:: RAW RECORDS ::
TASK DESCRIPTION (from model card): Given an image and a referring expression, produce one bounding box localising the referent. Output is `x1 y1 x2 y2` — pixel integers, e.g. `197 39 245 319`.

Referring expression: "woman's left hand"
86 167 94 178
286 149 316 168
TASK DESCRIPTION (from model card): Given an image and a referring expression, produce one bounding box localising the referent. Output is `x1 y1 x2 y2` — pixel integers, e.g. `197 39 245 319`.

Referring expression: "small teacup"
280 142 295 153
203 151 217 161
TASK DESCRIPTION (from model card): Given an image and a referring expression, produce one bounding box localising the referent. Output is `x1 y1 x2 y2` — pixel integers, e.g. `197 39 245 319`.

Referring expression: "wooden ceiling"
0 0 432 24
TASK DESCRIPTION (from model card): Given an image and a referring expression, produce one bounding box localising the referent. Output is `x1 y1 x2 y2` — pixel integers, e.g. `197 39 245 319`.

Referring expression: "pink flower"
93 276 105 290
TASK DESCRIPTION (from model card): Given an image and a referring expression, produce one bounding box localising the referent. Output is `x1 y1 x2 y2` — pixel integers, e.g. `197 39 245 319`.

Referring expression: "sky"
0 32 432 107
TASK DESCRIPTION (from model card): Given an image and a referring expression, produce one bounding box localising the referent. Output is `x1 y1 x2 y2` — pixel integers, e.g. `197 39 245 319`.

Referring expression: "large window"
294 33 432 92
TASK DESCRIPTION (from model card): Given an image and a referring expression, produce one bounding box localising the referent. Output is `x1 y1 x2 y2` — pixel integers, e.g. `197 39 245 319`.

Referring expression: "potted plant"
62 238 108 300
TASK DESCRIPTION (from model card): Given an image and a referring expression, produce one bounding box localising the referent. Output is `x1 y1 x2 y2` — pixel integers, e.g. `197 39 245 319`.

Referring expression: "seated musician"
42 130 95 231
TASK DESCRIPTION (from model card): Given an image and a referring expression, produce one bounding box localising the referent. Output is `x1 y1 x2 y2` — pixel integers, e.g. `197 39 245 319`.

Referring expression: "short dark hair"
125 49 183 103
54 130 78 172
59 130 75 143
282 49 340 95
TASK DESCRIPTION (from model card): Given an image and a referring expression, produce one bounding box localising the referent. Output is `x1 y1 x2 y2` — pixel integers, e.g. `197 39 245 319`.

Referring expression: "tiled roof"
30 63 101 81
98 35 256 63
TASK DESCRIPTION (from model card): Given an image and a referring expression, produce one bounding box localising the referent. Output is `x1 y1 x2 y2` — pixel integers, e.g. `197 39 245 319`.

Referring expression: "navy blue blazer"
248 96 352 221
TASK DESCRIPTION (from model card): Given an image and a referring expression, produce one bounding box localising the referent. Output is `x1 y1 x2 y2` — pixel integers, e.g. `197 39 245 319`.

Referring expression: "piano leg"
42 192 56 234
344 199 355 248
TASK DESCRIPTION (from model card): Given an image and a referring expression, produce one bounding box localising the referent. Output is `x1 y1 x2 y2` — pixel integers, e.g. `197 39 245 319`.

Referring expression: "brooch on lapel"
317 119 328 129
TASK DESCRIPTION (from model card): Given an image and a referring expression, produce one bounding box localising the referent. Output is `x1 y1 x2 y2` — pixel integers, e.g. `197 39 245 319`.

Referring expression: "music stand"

:: EXERCISE AIM ::
Reproduce the entire listing above line for line, without altering any character.

:: RESPONSE FOR THIS EXERCISE ::
TASK DESCRIPTION (from model card): Given an image and a referring expression, produce one bounding box localising the referent. Output is `x1 y1 x2 y2` — pixel integers, e.g. `197 39 245 319`.

Referring expression: "woman's left hand"
86 167 94 178
286 149 316 168
TASK DESCRIPTION (from model card): Given an image and a referring expression, produce one bounding box localising the referent. Output is `x1 y1 x2 y2` — pixel integers, e.g. `197 39 245 319`.

Referring expression: "small teacup"
280 142 295 153
203 151 217 161
TASK DESCRIPTION (from model card): Given an image and a referring expression, produce one bounding box localising the referent. Output is `x1 y1 x2 y2` — pixel integers, e.g. `197 39 245 319`.

Referring expression: "wooden ceiling"
0 0 432 24
TASK DESCRIPTION (from model card): Given an image and a referring expression, produce one bounding box localising the referent. Output is `x1 y1 x2 y2` — pixel integers, e.g. `197 39 245 319`.

Referring expression: "pink flower"
93 276 105 290
TASK DESCRIPTION (from model card): Given an image and a referring expression, produce one bounding box localising the referent. Output is `x1 y1 x2 y2` — pixel integers, e.g. `197 39 245 319`.

Referring expression: "sky"
0 32 432 107
TASK DESCRIPTION (from model card): Given an image and a referring expression, produce one bounding box localising the referent. Output is `x1 y1 x2 y2` — pixel integers, e.g. `197 39 245 319`.

Referring expression: "large window"
294 33 432 92
TASK DESCRIPTION (from model card): Given an image and a referring expression, produce one bounding box localising the referent. Output is `x1 y1 x2 y2` — pixel integers, e.g. `197 39 245 319`.

Referring expression: "potted plant"
62 238 108 300
TASK DESCRIPTION (from model card): Given an image and a referring expression, produce one bounding box localising the referent. Output is `x1 y1 x2 y2` — pixel integers, e.g. `197 39 245 319`.

Referring expression: "seated musician"
42 130 95 231
TASK DESCRIPTION (from model card): Given an image and a referring expression, produce one bounding box localising the referent. Output is `x1 y1 x2 y2` — pixel integers, e.g. `197 39 245 319`.

Referring expression: "short dark hair"
125 49 183 103
54 130 78 172
59 130 75 143
282 49 340 95
TASK DESCRIPTION (from model card): Given an image and a referring expression, produce one bounding box localising the referent. Output is `x1 y1 x2 y2` — pixel integers, e.g. `197 39 245 319`.

Referring expression: "tiled roof"
30 63 101 81
98 35 256 63
TASK DESCRIPTION (from model card): Given an image and a referring expression, produce one bounding box localising the referent. Output is `x1 y1 x2 y2` — pixel integers, e.g. `197 39 245 319`.

Referring expression: "navy blue blazer"
248 96 352 221
TASK DESCRIPTION (from model card): Given an image and a referring expression, produce one bounding box localising the referent. Output is `x1 y1 x2 y2` — pixel integers, e.g. `197 39 245 319`.

Referring expression: "piano leg"
42 192 56 234
344 199 355 248
TASK DESCRIPTION (from model card): Given an image and a referring expression, produce one bounding box localising the referent. Output is `x1 y1 x2 y2` — pixel integers, e.g. `197 39 245 319`.

Referring expression: "brooch on lapel"
317 119 328 129
TASK DESCRIPTION (from model card): Given an image and a referring expression, produce one bounding box localising the referent. Output is `x1 y1 x2 y2` — pixel integers, e.g. `197 39 245 319`.

Referring expression: "music stand"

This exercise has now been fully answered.